───── Material supplied
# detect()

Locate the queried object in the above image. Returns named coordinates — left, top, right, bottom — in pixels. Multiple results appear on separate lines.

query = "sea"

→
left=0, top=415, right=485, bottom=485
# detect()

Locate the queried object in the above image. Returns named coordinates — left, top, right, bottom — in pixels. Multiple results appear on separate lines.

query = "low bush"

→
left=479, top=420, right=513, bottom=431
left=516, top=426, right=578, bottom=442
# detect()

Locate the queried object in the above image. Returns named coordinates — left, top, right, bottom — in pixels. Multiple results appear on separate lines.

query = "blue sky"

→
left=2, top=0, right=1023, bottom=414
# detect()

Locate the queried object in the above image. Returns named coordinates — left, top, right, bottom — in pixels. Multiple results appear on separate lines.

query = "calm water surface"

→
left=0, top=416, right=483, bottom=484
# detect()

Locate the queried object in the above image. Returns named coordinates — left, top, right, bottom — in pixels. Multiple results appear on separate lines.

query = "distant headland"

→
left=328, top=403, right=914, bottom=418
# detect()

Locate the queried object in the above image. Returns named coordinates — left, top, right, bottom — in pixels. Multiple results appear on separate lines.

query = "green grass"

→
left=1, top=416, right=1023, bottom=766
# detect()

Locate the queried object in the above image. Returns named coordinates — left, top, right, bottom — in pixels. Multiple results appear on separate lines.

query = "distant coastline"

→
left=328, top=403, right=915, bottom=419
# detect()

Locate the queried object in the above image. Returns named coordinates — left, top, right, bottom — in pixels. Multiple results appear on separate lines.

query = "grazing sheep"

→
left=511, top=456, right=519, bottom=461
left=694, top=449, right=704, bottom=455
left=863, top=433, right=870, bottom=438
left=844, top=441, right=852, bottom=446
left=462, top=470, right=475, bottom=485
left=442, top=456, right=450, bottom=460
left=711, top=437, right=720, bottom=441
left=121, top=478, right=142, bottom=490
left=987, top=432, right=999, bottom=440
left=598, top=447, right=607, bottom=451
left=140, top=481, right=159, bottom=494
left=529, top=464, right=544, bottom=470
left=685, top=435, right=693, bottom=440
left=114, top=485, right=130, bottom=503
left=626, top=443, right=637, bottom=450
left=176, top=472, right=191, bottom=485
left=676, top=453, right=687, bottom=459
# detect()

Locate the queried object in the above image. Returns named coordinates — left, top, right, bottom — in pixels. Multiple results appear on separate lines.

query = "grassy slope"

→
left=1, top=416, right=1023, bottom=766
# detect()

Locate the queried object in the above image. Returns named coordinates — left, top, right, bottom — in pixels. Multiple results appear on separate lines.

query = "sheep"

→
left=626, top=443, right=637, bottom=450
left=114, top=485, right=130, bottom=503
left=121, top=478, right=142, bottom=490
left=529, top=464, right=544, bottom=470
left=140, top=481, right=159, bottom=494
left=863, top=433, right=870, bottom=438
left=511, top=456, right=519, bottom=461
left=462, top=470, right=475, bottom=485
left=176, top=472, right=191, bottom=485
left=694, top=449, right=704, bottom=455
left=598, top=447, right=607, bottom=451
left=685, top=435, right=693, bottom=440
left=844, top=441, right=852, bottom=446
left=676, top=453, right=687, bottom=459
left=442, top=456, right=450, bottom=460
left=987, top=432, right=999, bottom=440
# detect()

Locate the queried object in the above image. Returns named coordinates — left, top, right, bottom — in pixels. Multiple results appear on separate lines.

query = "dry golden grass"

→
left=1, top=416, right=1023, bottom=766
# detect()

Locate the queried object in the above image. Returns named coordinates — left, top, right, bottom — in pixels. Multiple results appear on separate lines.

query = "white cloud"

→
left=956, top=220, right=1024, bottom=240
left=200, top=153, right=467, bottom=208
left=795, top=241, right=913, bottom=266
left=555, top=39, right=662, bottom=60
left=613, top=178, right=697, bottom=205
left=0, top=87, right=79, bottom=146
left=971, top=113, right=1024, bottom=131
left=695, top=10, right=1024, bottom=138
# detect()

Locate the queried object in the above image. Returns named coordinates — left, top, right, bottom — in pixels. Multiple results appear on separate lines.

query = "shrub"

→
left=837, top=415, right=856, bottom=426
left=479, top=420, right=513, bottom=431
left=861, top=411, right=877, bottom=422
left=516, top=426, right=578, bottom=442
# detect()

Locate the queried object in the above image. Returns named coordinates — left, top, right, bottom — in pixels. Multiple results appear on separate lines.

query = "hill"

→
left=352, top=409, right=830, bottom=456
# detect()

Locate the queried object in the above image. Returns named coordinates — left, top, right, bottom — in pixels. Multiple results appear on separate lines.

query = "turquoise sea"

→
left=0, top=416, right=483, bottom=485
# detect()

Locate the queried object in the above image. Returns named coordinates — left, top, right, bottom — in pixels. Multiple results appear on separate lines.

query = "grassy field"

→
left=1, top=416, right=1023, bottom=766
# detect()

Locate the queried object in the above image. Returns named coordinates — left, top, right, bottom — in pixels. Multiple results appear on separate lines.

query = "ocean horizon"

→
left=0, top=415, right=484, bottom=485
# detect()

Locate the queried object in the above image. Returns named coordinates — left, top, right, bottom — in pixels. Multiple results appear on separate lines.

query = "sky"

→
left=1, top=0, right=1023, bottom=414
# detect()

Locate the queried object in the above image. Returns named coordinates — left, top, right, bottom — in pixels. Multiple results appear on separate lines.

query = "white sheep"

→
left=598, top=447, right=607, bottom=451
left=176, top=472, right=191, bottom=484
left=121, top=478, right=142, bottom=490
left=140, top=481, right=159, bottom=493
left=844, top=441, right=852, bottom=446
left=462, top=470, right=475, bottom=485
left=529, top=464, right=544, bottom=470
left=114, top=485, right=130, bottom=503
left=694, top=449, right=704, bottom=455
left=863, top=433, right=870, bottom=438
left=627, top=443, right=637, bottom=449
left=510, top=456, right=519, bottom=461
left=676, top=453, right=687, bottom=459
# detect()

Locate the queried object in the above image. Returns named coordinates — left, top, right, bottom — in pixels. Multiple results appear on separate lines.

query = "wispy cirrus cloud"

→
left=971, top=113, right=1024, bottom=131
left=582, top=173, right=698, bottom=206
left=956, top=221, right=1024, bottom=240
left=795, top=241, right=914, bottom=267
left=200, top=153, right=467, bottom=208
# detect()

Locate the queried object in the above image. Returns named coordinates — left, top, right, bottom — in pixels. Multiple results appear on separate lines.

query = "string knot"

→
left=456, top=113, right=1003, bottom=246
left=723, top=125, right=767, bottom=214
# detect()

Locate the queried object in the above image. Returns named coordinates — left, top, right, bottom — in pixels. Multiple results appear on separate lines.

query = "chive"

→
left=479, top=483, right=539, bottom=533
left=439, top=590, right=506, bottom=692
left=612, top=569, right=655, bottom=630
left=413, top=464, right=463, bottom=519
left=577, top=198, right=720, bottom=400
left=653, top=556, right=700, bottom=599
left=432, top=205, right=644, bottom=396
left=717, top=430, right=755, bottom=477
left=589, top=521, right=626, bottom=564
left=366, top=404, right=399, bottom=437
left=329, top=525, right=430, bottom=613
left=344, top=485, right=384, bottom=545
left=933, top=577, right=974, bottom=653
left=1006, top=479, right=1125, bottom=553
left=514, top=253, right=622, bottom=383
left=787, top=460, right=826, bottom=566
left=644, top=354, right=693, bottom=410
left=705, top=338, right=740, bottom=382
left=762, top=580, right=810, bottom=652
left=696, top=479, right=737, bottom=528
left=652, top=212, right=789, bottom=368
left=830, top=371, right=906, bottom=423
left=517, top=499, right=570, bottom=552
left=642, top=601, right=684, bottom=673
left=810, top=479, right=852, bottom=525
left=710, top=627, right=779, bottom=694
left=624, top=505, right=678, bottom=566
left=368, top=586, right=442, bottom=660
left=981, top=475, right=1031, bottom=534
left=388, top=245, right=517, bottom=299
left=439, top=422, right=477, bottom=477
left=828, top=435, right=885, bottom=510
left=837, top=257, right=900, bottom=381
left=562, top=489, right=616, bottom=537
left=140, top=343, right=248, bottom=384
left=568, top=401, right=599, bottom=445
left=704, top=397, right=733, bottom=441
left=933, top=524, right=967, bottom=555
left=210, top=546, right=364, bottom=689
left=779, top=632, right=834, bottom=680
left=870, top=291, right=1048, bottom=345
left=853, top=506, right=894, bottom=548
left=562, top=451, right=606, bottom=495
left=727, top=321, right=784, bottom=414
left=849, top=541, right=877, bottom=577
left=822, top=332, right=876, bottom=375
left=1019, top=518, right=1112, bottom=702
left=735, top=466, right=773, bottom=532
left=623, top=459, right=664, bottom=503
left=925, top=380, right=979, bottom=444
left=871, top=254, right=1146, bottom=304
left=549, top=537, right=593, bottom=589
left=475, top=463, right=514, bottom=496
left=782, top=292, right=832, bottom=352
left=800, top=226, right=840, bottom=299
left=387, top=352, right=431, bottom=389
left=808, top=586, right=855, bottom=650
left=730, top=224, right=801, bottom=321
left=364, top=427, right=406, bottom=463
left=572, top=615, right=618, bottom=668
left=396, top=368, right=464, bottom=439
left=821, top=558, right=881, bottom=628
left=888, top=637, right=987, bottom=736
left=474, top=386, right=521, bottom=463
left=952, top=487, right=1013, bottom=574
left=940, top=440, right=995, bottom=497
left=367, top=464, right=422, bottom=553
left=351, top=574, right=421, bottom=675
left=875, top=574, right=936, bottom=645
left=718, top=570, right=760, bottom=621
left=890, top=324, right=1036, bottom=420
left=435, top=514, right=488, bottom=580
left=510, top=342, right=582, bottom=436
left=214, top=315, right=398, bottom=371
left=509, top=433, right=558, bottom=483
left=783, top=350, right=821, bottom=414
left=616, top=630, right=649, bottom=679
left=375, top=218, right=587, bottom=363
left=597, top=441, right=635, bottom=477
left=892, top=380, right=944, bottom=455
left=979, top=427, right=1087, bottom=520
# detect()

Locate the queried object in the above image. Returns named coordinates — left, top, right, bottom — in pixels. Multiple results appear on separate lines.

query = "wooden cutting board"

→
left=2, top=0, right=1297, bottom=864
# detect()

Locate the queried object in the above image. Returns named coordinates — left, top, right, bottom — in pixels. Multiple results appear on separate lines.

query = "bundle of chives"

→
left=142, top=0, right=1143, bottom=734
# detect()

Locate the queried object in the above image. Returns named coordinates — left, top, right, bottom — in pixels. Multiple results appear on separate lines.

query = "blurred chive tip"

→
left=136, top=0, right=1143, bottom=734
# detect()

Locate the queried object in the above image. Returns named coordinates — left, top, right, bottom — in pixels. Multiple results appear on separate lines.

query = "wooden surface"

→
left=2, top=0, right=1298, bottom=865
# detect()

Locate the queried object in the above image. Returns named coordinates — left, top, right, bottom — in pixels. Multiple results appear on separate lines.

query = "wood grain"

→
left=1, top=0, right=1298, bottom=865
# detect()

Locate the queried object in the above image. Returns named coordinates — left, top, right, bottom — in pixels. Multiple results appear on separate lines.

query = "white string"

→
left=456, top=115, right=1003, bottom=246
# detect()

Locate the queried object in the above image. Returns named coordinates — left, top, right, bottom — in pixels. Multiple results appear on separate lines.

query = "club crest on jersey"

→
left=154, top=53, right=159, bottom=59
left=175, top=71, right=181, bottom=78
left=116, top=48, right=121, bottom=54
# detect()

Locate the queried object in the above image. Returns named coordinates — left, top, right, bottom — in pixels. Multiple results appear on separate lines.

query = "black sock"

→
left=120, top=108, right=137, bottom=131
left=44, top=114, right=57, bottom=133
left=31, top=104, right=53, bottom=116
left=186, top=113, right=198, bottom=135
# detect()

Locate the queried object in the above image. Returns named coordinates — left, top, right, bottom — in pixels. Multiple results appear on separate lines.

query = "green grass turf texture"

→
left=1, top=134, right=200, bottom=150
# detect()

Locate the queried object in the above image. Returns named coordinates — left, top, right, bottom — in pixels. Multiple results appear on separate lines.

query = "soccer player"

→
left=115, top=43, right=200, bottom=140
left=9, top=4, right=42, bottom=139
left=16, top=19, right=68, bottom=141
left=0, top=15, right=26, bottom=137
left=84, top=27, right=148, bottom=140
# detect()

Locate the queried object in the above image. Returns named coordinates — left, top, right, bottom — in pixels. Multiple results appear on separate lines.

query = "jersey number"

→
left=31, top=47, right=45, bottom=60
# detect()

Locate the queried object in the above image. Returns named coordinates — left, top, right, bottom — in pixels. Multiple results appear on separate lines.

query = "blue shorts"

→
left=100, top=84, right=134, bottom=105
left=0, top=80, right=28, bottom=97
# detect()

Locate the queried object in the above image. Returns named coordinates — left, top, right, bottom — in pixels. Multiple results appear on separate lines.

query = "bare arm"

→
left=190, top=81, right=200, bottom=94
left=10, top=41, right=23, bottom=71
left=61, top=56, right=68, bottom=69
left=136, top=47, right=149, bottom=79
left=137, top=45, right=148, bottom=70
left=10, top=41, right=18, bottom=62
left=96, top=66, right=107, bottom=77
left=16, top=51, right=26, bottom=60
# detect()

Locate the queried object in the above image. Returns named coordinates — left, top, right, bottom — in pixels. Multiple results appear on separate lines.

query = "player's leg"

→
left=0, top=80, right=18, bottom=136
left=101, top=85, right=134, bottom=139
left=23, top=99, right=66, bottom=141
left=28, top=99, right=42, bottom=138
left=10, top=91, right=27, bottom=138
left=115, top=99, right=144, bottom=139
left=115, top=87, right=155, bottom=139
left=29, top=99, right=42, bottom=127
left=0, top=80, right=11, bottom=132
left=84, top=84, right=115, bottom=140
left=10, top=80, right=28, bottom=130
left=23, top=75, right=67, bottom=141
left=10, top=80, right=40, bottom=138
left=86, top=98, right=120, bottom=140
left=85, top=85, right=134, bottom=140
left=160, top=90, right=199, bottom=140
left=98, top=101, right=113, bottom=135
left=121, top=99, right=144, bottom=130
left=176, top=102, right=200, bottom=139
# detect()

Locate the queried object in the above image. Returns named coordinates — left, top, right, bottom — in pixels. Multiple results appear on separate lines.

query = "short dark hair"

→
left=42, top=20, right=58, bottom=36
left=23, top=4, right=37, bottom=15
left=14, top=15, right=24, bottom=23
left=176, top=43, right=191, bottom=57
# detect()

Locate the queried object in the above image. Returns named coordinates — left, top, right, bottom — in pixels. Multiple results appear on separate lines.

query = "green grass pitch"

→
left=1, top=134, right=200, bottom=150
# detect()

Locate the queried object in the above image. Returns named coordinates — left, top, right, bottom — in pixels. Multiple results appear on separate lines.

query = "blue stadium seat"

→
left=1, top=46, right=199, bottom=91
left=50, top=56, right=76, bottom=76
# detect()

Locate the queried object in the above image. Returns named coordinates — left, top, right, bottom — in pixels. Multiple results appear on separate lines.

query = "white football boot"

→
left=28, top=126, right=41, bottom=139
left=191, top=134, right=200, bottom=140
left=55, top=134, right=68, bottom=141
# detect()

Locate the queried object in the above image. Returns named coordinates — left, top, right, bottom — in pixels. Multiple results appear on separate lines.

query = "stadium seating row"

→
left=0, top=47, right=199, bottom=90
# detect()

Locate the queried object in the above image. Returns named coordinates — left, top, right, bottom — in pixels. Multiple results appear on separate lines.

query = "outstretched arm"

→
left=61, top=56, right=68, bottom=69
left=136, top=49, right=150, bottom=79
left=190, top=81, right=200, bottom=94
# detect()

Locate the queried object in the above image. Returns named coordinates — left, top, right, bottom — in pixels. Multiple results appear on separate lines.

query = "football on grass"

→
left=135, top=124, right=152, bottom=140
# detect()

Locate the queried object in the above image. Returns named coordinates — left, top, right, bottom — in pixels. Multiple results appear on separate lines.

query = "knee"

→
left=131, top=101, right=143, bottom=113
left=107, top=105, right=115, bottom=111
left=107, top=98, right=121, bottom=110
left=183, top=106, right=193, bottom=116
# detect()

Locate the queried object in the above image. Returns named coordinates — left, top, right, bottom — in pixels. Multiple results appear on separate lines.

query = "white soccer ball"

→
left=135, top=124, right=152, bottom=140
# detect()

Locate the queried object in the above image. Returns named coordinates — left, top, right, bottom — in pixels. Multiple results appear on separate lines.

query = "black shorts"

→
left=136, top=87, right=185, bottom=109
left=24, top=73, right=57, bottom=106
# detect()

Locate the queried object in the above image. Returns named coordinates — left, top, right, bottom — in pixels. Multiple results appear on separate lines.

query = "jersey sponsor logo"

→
──────────
Assignment = Whenever a line of the material above contains the string "sheep", copy that line out.

Task result =
query = "grazing sheep"
query = "sheep"
query = "white sheep"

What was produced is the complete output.